_THE REQUEST:_ Reproduce the records below in full, substituting "coordinate pairs" for every occurrence of "vertex pairs" and leaving everything else unchanged.

## Begin

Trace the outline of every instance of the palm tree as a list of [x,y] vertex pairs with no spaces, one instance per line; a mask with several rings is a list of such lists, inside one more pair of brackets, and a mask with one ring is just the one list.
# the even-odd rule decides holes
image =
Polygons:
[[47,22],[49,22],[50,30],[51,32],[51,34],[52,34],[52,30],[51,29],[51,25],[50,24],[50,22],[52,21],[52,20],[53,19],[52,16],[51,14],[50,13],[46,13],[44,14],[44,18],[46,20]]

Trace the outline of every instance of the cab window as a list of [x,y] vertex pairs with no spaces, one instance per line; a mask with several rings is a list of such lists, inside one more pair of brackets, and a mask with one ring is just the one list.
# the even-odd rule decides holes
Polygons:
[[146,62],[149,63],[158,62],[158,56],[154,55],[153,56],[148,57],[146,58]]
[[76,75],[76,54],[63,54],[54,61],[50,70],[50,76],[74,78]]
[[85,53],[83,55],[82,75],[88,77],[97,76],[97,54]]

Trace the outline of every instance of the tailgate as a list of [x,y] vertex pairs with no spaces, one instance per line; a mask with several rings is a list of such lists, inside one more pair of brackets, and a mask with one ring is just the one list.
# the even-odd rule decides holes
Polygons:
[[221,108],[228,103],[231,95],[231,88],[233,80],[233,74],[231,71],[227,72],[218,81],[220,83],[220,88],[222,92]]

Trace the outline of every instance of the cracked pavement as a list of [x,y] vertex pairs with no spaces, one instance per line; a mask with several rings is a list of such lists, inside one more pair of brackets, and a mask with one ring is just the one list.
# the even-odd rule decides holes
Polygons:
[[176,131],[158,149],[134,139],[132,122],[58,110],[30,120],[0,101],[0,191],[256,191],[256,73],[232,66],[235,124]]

## End

_COMPLETE RESPONSE:_
Trace the outline of every instance of the palm tree as a list of [x,y] coordinate pairs with no spaces, one instance per line; a mask with several rings is a list of such lists, inside one more pair of brackets, and a mask with one ring is just the one list.
# the even-odd rule decides holes
image =
Polygons:
[[47,22],[49,22],[50,30],[51,32],[51,34],[52,34],[52,30],[51,29],[51,25],[50,24],[50,22],[52,21],[52,20],[53,19],[52,16],[51,14],[50,13],[46,13],[44,14],[44,18],[46,20]]

Trace the outline of every instance of the cab window as a list of [x,y] coordinate pairs with no spaces, one instance per line; a mask with several rings is a list of such lists, inside one more pair of brackets, and a mask with one ring is just the one list.
# the even-odd rule decides holes
Polygons:
[[146,62],[149,63],[158,62],[158,56],[154,55],[153,56],[148,57],[146,58]]
[[76,75],[76,54],[63,54],[54,61],[50,70],[50,76],[74,78]]
[[85,53],[83,55],[82,75],[88,77],[97,76],[97,54]]

Trace the outline of every instance of the tailgate as a list of [x,y] coordinate pairs with no spaces, one instance per line; a mask with several rings is a list of such lists, inside one more pair of brackets, and a mask with one ring is just the one list.
# the even-odd rule decides holes
Polygons:
[[221,108],[228,103],[231,95],[231,88],[233,80],[233,74],[231,71],[227,72],[218,81],[220,83],[220,88],[222,92]]

Trace the outline of every instance of the cracked pavement as a list of [x,y] coordinate pairs with no spaces, one instance per line; a mask with several rings is a list of such lists, inside one more pair of brackets, and a mask with one ring is just the one list.
# the even-odd rule decides holes
Polygons:
[[176,131],[158,149],[134,139],[132,122],[58,110],[30,120],[0,101],[0,191],[256,191],[256,73],[232,66],[235,124]]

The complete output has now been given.